» **DATA PROVIDED**:
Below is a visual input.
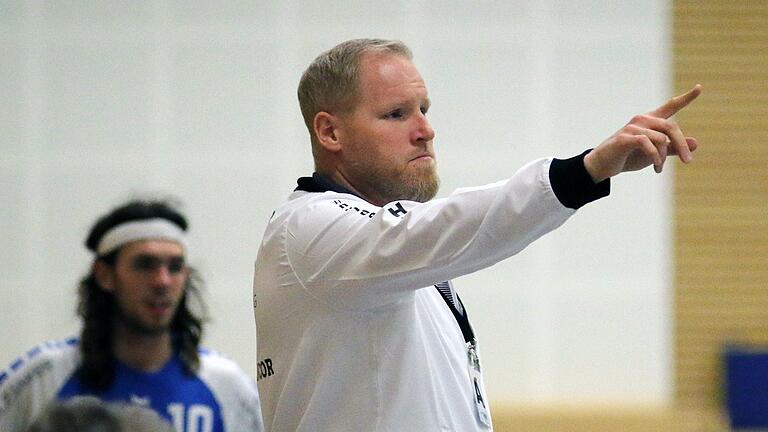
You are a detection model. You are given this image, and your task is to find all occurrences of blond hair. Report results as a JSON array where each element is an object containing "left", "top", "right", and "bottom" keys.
[{"left": 297, "top": 38, "right": 412, "bottom": 139}]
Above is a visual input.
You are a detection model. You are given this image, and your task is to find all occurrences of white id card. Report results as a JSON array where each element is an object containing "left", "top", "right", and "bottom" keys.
[{"left": 467, "top": 340, "right": 491, "bottom": 428}]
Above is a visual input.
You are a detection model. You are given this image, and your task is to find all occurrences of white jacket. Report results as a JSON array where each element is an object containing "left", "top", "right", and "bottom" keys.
[{"left": 253, "top": 155, "right": 608, "bottom": 431}]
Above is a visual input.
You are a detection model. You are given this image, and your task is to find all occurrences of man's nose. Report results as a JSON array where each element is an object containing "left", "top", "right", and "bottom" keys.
[
  {"left": 152, "top": 266, "right": 174, "bottom": 287},
  {"left": 412, "top": 113, "right": 435, "bottom": 143}
]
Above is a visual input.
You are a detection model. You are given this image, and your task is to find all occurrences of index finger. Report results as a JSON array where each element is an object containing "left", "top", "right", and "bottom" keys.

» **DIRECTIONS FOR THIS TASK**: What you copy out must be exactly the lines from the line containing "occurrences of blond" through the end of the records.

» **TASK SOLUTION**:
You are a detection model. You are given this image, and your task is to find all occurrences of blond hair. Report results as a JSON array where each element is an object containing "left", "top", "right", and "bottom" keys.
[{"left": 297, "top": 38, "right": 412, "bottom": 139}]
Above is a visual input.
You are a detection model. You are given this image, and your task is to find all occurrences of white id card. Report results as a JSON array where each element is an object containing "left", "top", "right", and "bottom" keys.
[{"left": 467, "top": 340, "right": 491, "bottom": 428}]
Above is a visual input.
You are a detection model. You are given this image, and your task is to find all occurrences of white jacket. Report results as a JSON array where each element is an object containing "left", "top", "right", and "bottom" keys.
[{"left": 253, "top": 155, "right": 608, "bottom": 431}]
Above is a visual input.
You are a detection model. You are given this image, and your task is to find all occurrences of man's nose. Report results as a JSON array where each element is an object containing "left", "top", "right", and "bottom" keys.
[
  {"left": 152, "top": 266, "right": 174, "bottom": 287},
  {"left": 412, "top": 113, "right": 435, "bottom": 143}
]
Above is a visual input.
You are a detection model. You are given this image, and your task is to find all occurrences of index finger. Report results as a JSON array where each element is an object containing "left", "top", "right", and "bottom" keys.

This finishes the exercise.